** Requirement **
Copy all records verbatim.

** Part of a data file **
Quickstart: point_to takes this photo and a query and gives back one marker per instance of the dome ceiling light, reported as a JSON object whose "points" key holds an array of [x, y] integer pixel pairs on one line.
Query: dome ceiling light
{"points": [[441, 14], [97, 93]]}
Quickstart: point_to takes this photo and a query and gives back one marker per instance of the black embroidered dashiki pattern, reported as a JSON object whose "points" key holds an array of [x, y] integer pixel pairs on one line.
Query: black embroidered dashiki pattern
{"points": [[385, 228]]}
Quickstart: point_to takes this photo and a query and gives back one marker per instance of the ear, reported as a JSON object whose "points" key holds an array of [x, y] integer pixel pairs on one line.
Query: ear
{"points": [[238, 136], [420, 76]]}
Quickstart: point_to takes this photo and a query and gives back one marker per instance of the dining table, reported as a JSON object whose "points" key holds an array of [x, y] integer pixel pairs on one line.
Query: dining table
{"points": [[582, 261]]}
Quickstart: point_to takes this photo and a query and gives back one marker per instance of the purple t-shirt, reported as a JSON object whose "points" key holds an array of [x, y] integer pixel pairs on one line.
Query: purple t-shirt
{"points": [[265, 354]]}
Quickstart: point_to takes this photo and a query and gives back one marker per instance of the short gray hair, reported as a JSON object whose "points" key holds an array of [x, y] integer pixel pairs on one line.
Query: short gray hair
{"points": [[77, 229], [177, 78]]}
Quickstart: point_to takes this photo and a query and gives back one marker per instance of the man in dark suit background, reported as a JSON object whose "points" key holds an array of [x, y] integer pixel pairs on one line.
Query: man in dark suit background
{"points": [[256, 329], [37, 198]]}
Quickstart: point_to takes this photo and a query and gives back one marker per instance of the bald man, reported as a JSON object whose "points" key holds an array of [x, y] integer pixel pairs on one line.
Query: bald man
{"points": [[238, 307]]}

** Output below **
Quickstart: point_to takes this photo and a query and gives back one marker per instance of the dome ceiling light, reported as a JSON object whose "points" key holds an array of [x, y] integer pixel pairs on one line.
Query: dome ceiling light
{"points": [[441, 14], [97, 93]]}
Quickstart: point_to takes this photo and a query and gives back one marker per instance of the black embroidered dashiki pattern, reported as a JSON object whose "points" key holds an array of [x, y] integer pixel pairs on one line.
Query: black embroidered dashiki pattern
{"points": [[385, 228]]}
Quickstart: point_to takes this photo and a query and gives back one marker per instance of the ear, reported as a JSON object whose "points" key holds an array of [x, y] integer pixel pairs on one line.
Query: ear
{"points": [[238, 136], [420, 76]]}
Quickstart: point_to takes this photo and a query and gives back one marker per instance of the dining table, reported as a JSON object whose "points" key holds an array of [x, y] integer pixel pairs on one line.
Query: dining table
{"points": [[582, 261]]}
Quickstart: point_to takes this photo and a query and gives back one marker per instance of the purple t-shirt, reported as a JSON object whose "points" key holds an array of [x, y] integer pixel pairs on one line.
Query: purple t-shirt
{"points": [[265, 354]]}
Quickstart: point_to takes this photo and a query and gives back one marker per instance of the short gray hair, reported as a JSON object whose "points" key holds an array of [x, y] integer pixel pairs on one line.
Query: short gray hair
{"points": [[77, 229], [177, 78]]}
Quickstart: point_to takes this photo and a query and gives back one marker per instance of the man in dark suit background, reported as a JSON object whose "points" key holds an array of [x, y] integer pixel pairs on one line.
Query: man in dark suit background
{"points": [[256, 329], [37, 198]]}
Quickstart: point_to takes this photo and a query and gives back one marker per instance of the bald man, reported as a JSON object whose "points" key holds an array of [x, y] integer pixel pairs on one line.
Query: bald man
{"points": [[238, 307]]}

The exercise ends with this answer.